● DOCUMENT EXCERPT:
** START **

I loved the animated cartoon graphics of RealiBanjo, when I first saw it years ago.
It stuck in my memory. It cheers you up and make you wanna play some banjo.
It inspires playfulness.

I thought for 100% sure, come the day whenever I need to buy a dedicated banjo VST, that's the one that I wanna buy, with that cartoon, absolutely no question!

Even if years later I could no longer remember the exact product name or company name, I could still Google search for Banjo VST, search images, and quickly recognize it when I saw it. Stands out a mile from the crowd.

Also I vaguely remembered years ago seeing the same company that sold the animated cartoon Banjo VST also sold a fantastic solo lead trumpet VST with millions of great articulation, which I loved(!) and always knew I wanted to buy one day - but having completely forgotten what the company or product name was, I could just search Google and look for that easy to find animated Banjo plugin, then I've found the weblink for the same company Realitone who also make "Screaming Trumpet" - yep, that's the fantastic trumpet I vaguely remember - which I happily purchased earlier this year when it was on sale.

The world is sadly full of loads of very dull, boring charcoal grey VST's which consume loads of valuable screen real estate area just to waste it filled with an empty, soulless void of lifeless blank grey for an uninspiring GUI with one knob and a couple of sliders.. (cough* Spitfire* cough) so I think the brilliant RealiBanjo cheerful animated cartoon character brings a smile to my face, and makes me happy... (happy I'm not a redneck slowpoke) and that's a magnificent GUI to be very proud of.


----------



## Drundfunk (Jun 5, 2021)

Mike Greene said:


> [...] My concern, though, and the reason for this thread, is that some people don't like cartoon graphics on their "professional" instruments. (I intentionally waited for people's first responses before mentioning that, because I didn't want to tilt the scale.


I'm not sure I'm following this logic tbh. Why would an emoji be an improvement to a cartoon? An emoji is even worse imo. If you had an option C) neither, I'd have voted for this I guess. That being said, I personally don't necessarily dislike cartoon graphics, as long as they are being used for fun and quirky instruments. So for something like a fun whistle library it's kinda okay I guess (I could get used to it, but it would be listed at the very bottom), but I'd never buy a string library with cartoon graphics for example (exception: Something like a Tom & Jerry's cartoon string toolkit or something like that).


----------



## TeamLeader (Jun 5, 2021)

bottom one is more you Mike!


----------



## David Cuny (Jun 5, 2021)

Saturday morning, and I've got lots of unasked for opinions to share! Will my not being anything close to a professional designer deter me? Not in the slightest! 

I was going to be more polite about it, but I'll just say it: I _really_ don't like Option #1.

All in all, Option 1 _looks_ like it was done quickly and with less artfully.

The biggest issue is that the yellow on yellow means the emoji doesn't contrast with the busy, busy background. If you're really in love with this, adding a thick border to the emojii would help it stand out. Using flat shading in contrast to the textured background might make the image less busy and easier to read.

Not a fan of the yellow background color at all, but that's hardly objective.

The highlight of the gradient on the sunglasses is right next to the gap between the headphone band and earpiece. So the gap looks like it's part of the sunglasses.

** END **

● GIVEN RECORDS:
** START **

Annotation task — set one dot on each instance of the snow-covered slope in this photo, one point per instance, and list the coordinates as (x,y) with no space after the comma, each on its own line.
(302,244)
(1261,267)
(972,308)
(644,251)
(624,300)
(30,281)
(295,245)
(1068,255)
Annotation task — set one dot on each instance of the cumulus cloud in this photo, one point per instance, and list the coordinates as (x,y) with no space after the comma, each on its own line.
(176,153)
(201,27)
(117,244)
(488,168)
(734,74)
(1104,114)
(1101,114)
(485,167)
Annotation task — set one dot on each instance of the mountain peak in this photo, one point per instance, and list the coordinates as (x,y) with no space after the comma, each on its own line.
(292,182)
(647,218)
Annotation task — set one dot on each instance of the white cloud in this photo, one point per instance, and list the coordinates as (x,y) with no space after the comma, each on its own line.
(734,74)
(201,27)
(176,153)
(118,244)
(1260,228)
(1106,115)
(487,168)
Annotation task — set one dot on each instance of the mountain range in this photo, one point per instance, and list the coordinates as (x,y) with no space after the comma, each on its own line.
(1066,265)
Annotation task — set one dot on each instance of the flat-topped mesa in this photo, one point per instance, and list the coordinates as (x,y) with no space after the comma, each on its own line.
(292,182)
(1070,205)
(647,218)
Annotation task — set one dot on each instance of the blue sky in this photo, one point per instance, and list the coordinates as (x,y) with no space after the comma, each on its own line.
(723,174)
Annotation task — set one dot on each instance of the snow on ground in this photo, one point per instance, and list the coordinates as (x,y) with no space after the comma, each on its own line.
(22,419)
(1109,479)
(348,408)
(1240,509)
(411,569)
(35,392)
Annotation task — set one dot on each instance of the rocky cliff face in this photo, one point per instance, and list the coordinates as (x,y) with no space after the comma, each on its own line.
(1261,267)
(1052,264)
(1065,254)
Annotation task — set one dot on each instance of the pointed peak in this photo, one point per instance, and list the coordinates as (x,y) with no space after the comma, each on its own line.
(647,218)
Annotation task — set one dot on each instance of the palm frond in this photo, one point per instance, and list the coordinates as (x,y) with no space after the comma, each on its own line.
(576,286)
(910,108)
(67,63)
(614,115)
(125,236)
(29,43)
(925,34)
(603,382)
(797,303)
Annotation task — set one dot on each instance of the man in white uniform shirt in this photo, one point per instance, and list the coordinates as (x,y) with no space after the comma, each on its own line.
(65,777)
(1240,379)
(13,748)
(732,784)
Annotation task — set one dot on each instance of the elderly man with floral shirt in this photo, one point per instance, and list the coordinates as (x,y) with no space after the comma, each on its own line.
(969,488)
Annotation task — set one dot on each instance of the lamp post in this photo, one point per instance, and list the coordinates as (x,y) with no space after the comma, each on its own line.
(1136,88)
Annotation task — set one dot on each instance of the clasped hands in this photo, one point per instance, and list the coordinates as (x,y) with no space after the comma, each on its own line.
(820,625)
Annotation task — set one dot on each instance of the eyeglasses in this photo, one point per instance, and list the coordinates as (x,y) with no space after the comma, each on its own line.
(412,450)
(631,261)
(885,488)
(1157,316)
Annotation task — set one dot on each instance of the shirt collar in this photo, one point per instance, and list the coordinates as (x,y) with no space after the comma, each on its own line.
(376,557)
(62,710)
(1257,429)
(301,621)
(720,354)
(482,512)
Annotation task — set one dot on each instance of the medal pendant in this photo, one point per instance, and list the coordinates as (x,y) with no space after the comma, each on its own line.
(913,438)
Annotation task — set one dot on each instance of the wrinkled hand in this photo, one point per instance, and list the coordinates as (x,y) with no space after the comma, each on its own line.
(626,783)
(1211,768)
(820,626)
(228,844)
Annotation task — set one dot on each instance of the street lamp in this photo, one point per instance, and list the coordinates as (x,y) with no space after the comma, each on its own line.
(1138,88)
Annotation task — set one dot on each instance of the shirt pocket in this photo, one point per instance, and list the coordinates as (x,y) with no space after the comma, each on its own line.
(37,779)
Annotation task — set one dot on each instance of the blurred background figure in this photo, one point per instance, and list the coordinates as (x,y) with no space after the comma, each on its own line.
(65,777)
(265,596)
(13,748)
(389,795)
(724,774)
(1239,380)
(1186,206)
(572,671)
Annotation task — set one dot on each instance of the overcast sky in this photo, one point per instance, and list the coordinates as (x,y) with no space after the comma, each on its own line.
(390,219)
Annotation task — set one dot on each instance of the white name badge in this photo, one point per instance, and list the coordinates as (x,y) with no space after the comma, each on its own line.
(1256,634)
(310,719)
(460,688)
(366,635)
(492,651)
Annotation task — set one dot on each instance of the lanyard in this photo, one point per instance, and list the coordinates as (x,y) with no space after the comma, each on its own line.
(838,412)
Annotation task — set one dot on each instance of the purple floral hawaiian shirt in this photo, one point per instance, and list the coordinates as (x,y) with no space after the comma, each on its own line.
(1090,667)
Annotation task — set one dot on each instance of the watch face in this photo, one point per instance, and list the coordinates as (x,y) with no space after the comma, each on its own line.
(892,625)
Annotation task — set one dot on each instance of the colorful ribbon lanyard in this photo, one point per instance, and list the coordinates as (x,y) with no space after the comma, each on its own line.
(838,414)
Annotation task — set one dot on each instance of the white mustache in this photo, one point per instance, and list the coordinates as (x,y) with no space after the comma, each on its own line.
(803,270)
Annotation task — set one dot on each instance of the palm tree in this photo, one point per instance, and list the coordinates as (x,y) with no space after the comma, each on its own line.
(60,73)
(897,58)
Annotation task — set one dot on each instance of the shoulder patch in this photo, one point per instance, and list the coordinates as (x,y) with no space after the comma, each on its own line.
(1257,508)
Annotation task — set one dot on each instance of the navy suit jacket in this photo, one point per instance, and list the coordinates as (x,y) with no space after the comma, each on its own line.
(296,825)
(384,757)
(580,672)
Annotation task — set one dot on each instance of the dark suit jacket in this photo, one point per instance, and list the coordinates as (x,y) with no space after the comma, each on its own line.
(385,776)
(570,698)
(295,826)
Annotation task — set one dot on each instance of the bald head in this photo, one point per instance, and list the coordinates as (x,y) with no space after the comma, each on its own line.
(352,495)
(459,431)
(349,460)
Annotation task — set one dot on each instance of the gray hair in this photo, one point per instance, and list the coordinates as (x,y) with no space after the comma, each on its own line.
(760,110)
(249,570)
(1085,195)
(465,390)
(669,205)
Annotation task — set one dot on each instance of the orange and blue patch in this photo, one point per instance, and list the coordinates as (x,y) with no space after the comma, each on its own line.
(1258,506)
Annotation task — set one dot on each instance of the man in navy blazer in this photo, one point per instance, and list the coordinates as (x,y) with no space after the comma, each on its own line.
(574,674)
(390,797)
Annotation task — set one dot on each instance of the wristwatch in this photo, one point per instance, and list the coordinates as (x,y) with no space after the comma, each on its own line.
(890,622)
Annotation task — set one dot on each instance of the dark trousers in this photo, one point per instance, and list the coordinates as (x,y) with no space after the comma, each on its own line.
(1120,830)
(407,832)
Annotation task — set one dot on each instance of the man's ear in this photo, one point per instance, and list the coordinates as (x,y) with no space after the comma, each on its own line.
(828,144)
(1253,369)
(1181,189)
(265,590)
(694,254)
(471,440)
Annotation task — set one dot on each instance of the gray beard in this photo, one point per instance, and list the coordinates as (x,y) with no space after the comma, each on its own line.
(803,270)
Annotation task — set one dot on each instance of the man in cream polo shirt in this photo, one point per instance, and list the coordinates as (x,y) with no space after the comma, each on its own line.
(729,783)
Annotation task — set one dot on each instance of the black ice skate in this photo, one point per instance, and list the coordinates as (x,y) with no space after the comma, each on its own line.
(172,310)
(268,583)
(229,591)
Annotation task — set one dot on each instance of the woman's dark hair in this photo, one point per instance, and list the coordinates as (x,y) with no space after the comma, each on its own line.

** END **

● WORK INSTRUCTIONS:
A) Answer these about the RealiBanjo thread, one line each:
(i) Which company also makes "Screaming Trumpet"?
(ii) For what kind of instruments does Drundfunk say cartoon graphics are acceptable?
(iii) What does David Cuny call the biggest issue with Option 1?
B) Would you repeat the RealiBanjo thread from "All in all, Option" up to and including "of the sunglasses."?
C) Can you go on with the RealiBanjo thread from the point where it stops?
The material isn't needed for anything here.

● TASK-BY-TASK ANSWERS:
A)
(i) Realitone.
(ii) Fun and quirky instruments.
(iii) The yellow on yellow means the emoji doesn't contrast with the busy background.

B)
All in all, Option 1 _looks_ like it was done quickly and with less artfully.

The biggest issue is that the yellow on yellow means the emoji doesn't contrast with the busy, busy background. If you're really in love with this, adding a thick border to the emojii would help it stand out. Using flat shading in contrast to the textured background might make the image less busy and easier to read.

Not a fan of the yellow background color at all, but that's hardly objective.

The highlight of the gradient on the sunglasses is right next to the gap between the headphone band and earpiece. So the gap looks like it's part of the sunglasses.

C)
The placement of the headphones indicate where the ears would go. But that conflicts with the placement of the glasses and mouth, which seem to be trying to have the emoji head rotate slightly toward the viewer.

But the glasses are rendered flat (as if they are looking straight toward the viewer), and tilted to give them a 3D look. It looks... wrong.

There are conflicting directions of the light sources - the head is lit over the right shoulder, while the sunglasses indicate it's in the front to the left of the emoji.

The mix of three _different_ effects - the flat look of the headphones, the gradient of the sphere, and the gradient on the glasses - end up clashing with each other.

Option #2 breaks many 3D "rules" as #1 - the rotation of the right foot, the right arm - but as a callback to the rubber hose animation of the 1930's I'm more willing to forgive it. The design here feels intentional, while on #1 the conflicts seem like they're accidental.

Plus, it's well drawn.

But... if I pay to much attention, it _also_ starts to make my head hurt. 

The strobe effect feels out of place (sort of Mr. Natural meets retro 70's effects), and that wipe behind is going in the wrong direction - he'd be moving horizontally, not down. It feels busy, without really adding anything to the design.

Most importantly, the second design looks more _fun_, while the first looks like it was cheaply put together, making me wonder if perhaps the library also failed to get attention to details.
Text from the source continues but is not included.